Tasks to complete
- A) From the seminar announcements, reproduce the passage starting at "Time:14:00-15:00,Wednesday, May 29" and ending at "with Xiaohua Zhu.".
- B) Using the seminar announcements, decide whether each statement agrees with them. Answer yes or no, and quote the words that decide it.
(i) Yueqing Feng is from Peking University.
(ii) The gluing construction assumes that the compact Kähler manifold has non-trivial holomorphic vector fields.
(iii) The Wednesday talk presents joint work with Xiaohua Zhu.
- C) Answer these questions using the seminar announcements.
(i) Who hosts the talks?
(ii) In which room is the Wednesday talk held?
(iii) Up to scaling, to what must $(M,g)$ be isometric in the Wednesday talk's result?

Time:14:00-15:00, Tuesday, May 28
Venue:E4-201
Host:Jiyuan Han, ITS
Speaker:Yueqing Feng, UC Berkeley
Title:A gluing construction of constant scalar curvature Kähler metrics of Poincaré type
Abstract:In this talk, we construct new examples of constant scalar curvature Kähler(cscK) metrics of Poincaré type from existing cscK ones. The construction is obtained via gluing a cscK metric on a compact Kähler manifold to a complete scalar-flat Kähler metric of Poincaré type on the complex space removing the origin. Assuming the compact Kähler manifold has no non-trivial holomorphic vector field, we prove the existence of cscK metrics of Poincaré type on this compact manifold removing finitely many points.
38.
Time:14:00-15:00,Wednesday, May 29
Venue:E4-201
Host:Jiyuan Han, ITS
Speaker:Ziyi Zhao, Peking University
Title:Steady Ricci soliton with nonnegative curvature away from a compact set
Abstract:In this talk, we analysis the blow-down solutions for $n$-dimensional $(n\ge 4)$ noncompact $\kappa$-noncollapsed steady gradient Ricci solitons $(M, g)$ with $\rm{Rm}\geq 0$ and ${\rm Ric}>0$ away from a compact set of $M$. As one of main results, we classified the $(n-1)$-dimensional compact split limit ancient Ricci flows. Consequently, we prove that $(M,g)$ with $\rm{Rm}\geq 0$ must be isometric to the Bryant Ricci soliton up to scaling, if there exists a sequence of normally rescaled Ricci flows of $(M,g)$, which converges subsequently to a family of shrinking quotient cylinders. The later improves a previous result of Brendle. This is a joint work with Xiaohua Zhu.

Stored rows
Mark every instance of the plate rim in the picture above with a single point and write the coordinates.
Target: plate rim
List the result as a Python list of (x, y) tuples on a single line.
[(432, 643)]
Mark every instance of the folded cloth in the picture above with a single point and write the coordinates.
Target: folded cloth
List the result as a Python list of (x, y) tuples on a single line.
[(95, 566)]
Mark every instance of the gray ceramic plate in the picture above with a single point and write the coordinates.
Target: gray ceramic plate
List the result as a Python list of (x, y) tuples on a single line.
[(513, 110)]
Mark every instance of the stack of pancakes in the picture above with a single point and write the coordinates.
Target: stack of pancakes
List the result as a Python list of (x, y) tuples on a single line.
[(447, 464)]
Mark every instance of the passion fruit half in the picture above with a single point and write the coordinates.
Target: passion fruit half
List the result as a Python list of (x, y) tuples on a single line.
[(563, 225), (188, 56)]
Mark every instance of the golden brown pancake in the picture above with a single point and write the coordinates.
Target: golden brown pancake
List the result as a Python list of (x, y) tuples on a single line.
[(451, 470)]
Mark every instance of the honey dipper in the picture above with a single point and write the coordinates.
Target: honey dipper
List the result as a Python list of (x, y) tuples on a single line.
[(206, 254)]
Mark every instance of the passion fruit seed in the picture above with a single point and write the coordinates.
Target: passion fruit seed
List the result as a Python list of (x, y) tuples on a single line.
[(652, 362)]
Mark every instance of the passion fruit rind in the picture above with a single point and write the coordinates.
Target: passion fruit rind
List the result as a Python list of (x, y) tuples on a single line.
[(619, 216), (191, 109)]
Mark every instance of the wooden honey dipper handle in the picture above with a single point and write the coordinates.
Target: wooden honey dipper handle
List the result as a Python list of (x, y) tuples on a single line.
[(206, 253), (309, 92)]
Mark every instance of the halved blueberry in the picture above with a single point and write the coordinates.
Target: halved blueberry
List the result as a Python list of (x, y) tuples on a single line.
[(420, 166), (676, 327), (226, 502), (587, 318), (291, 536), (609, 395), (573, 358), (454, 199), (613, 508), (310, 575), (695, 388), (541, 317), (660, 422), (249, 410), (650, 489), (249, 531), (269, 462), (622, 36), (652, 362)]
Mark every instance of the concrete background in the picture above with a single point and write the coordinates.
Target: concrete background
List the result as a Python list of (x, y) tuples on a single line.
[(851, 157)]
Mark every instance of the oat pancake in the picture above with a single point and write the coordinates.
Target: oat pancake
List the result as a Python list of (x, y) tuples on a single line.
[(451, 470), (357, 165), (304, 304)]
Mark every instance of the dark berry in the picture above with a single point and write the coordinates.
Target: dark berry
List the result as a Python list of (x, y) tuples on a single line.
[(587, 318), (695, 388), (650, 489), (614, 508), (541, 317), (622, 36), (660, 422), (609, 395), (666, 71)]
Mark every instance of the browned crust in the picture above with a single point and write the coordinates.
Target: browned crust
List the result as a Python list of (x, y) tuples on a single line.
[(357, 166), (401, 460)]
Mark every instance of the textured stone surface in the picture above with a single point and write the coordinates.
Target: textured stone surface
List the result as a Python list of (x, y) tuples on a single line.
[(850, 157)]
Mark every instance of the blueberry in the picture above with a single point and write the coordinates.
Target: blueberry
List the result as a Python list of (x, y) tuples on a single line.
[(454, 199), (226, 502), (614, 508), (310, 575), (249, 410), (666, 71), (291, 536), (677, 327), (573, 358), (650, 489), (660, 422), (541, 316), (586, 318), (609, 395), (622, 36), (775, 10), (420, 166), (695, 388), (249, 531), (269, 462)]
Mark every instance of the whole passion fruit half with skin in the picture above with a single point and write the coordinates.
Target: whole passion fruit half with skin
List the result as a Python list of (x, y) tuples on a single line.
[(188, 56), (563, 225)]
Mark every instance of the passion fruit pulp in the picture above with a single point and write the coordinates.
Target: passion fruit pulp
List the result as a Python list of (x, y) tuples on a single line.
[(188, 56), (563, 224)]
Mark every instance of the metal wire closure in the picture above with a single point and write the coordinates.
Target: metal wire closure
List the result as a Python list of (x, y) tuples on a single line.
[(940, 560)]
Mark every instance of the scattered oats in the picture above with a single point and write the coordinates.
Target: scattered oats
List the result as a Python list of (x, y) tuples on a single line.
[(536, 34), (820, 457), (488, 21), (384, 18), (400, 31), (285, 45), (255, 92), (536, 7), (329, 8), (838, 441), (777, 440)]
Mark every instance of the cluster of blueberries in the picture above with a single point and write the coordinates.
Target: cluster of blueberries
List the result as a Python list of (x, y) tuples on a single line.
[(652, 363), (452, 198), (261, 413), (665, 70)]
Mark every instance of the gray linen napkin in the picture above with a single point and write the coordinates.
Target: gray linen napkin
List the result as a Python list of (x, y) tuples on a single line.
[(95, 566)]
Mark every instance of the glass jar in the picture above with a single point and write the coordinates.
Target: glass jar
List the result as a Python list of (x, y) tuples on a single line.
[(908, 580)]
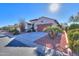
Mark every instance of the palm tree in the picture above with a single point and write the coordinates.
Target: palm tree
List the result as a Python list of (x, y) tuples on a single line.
[(22, 25), (52, 31)]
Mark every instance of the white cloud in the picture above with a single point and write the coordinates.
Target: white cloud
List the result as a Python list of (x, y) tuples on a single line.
[(55, 7)]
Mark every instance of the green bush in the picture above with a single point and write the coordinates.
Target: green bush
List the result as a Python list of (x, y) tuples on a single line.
[(74, 26), (73, 36)]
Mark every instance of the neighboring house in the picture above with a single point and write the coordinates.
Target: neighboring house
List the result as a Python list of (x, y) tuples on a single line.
[(4, 32), (43, 22), (28, 26)]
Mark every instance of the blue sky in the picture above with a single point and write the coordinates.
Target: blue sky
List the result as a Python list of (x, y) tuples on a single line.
[(12, 13)]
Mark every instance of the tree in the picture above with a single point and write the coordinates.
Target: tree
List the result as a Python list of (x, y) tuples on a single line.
[(22, 25)]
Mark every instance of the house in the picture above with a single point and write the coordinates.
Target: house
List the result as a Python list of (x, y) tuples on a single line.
[(43, 22)]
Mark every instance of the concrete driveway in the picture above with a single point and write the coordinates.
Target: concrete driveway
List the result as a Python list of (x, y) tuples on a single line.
[(17, 51)]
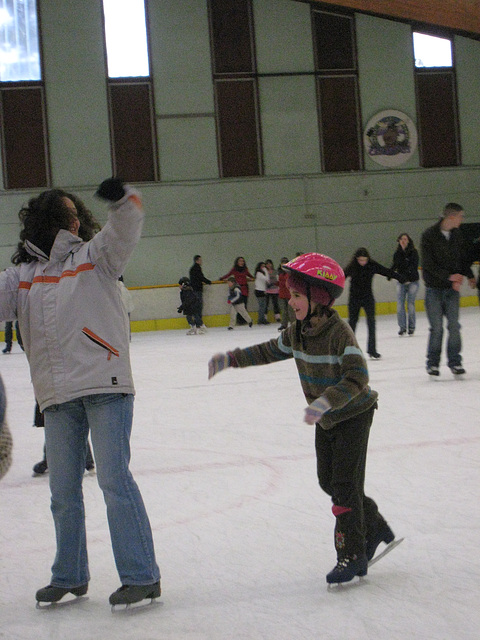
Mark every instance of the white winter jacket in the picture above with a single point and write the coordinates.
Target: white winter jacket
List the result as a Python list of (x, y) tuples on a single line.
[(73, 323)]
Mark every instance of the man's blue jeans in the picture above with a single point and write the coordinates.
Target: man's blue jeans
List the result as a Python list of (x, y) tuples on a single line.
[(406, 292), (109, 419), (439, 303)]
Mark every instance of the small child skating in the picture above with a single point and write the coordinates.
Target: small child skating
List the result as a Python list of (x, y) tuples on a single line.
[(190, 307), (235, 300), (334, 377)]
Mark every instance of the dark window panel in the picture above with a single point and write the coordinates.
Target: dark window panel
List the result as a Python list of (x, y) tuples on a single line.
[(232, 38), (437, 119), (339, 123), (25, 158), (132, 126), (239, 146), (334, 39)]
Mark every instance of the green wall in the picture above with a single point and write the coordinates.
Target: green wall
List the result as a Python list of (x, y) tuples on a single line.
[(294, 207)]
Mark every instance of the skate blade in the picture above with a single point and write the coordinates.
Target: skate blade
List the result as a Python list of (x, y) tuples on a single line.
[(61, 603), (388, 548), (338, 587), (135, 607)]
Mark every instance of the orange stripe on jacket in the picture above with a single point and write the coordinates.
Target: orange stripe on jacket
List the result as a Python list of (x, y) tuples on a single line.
[(102, 343), (70, 273)]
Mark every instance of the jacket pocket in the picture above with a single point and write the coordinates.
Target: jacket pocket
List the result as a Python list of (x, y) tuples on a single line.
[(101, 343)]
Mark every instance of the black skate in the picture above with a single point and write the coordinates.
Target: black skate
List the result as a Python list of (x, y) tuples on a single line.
[(129, 594), (40, 468), (51, 594), (347, 568), (383, 534)]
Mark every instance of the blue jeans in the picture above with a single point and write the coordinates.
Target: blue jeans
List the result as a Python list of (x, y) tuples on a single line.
[(262, 306), (439, 303), (109, 419), (406, 293)]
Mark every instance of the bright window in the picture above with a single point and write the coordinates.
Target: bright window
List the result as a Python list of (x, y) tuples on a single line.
[(19, 52), (431, 51), (126, 38)]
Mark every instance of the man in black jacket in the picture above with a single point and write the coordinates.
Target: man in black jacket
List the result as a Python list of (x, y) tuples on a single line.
[(197, 280), (445, 261)]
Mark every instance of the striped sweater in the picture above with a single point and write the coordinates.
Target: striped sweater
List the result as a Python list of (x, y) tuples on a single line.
[(329, 362)]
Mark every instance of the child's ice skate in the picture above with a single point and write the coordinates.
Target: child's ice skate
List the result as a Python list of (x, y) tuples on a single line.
[(51, 594), (130, 594), (347, 568)]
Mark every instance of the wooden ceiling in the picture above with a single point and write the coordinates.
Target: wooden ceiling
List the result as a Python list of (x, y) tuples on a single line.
[(461, 15)]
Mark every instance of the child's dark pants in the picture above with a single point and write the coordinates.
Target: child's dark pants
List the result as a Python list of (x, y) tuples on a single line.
[(341, 458)]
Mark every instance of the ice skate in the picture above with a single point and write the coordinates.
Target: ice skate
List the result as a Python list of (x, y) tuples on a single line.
[(383, 534), (51, 594), (347, 568), (40, 468), (457, 370), (130, 594)]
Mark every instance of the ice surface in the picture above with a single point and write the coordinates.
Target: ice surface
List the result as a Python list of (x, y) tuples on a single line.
[(244, 535)]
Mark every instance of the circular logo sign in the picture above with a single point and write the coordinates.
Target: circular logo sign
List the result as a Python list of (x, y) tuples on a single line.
[(390, 138)]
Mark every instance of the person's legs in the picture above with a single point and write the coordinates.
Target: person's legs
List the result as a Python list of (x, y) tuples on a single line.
[(199, 309), (110, 419), (412, 290), (8, 337), (369, 306), (18, 334), (262, 307), (401, 317), (354, 307), (341, 457), (66, 432), (454, 340), (240, 308), (434, 309)]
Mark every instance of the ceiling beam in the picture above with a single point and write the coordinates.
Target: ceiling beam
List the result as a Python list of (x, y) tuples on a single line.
[(460, 15)]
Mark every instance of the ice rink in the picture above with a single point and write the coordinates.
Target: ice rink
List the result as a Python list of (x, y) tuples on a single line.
[(243, 533)]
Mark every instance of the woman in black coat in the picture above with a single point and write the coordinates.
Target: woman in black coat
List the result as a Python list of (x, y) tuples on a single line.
[(361, 270), (405, 262)]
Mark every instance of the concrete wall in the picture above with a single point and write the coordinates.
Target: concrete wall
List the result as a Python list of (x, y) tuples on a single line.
[(294, 207)]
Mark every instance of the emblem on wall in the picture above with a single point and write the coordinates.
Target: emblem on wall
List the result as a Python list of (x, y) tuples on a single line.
[(390, 138)]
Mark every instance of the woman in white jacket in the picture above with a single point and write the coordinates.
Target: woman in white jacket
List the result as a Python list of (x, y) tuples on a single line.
[(63, 289)]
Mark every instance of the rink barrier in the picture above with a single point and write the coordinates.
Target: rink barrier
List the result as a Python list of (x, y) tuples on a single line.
[(155, 306)]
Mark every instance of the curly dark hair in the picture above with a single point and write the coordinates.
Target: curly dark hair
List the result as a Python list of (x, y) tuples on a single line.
[(43, 218)]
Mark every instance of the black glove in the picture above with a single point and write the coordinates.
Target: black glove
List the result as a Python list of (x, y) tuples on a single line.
[(111, 190)]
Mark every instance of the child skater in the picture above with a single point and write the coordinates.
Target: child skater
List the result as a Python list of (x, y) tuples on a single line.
[(361, 270), (334, 378), (235, 300), (190, 306)]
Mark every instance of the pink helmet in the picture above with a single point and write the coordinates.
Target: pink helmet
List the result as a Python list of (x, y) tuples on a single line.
[(319, 270)]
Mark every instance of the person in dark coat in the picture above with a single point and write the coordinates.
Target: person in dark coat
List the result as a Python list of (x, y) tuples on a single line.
[(197, 280), (405, 262), (361, 270), (446, 261)]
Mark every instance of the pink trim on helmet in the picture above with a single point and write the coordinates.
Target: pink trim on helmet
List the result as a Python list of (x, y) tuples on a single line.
[(315, 267)]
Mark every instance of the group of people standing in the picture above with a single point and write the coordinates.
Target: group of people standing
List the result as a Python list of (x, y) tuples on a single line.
[(63, 289), (446, 261)]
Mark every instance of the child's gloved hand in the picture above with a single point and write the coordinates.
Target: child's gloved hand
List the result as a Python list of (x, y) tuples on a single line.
[(219, 362), (111, 190), (315, 411)]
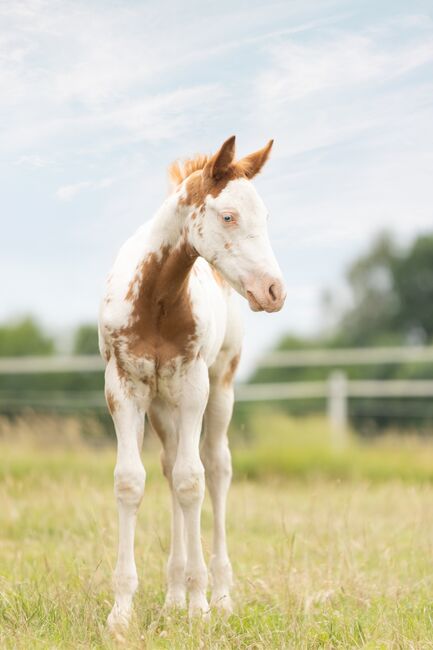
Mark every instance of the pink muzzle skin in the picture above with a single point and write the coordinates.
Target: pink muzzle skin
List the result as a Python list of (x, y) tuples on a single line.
[(267, 294)]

Responses by task
- A)
Time:14:00-15:00,Wednesday, May 29
Venue:E4-201
Host:Jiyuan Han, ITS
Speaker:Ziyi Zhao, Peking University
Title:Steady Ricci soliton with nonnegative curvature away from a compact set
Abstract:In this talk, we analysis the blow-down solutions for $n$-dimensional $(n\ge 4)$ noncompact $\kappa$-noncollapsed steady gradient Ricci solitons $(M, g)$ with $\rm{Rm}\geq 0$ and ${\rm Ric}>0$ away from a compact set of $M$. As one of main results, we classified the $(n-1)$-dimensional compact split limit ancient Ricci flows. Consequently, we prove that $(M,g)$ with $\rm{Rm}\geq 0$ must be isometric to the Bryant Ricci soliton up to scaling, if there exists a sequence of normally rescaled Ricci flows of $(M,g)$, which converges subsequently to a family of shrinking quotient cylinders. The later improves a previous result of Brendle. This is a joint work with Xiaohua Zhu.

- B)
(i) No: "Speaker:Yueqing Feng, UC Berkeley"
(ii) No: "Assuming the compact Kähler manifold has no non-trivial holomorphic vector field"
(iii) Yes: "This is a joint work with Xiaohua Zhu."

- C)
(i) Jiyuan Han, ITS
(ii) E4-201
(iii) The Bryant Ricci soliton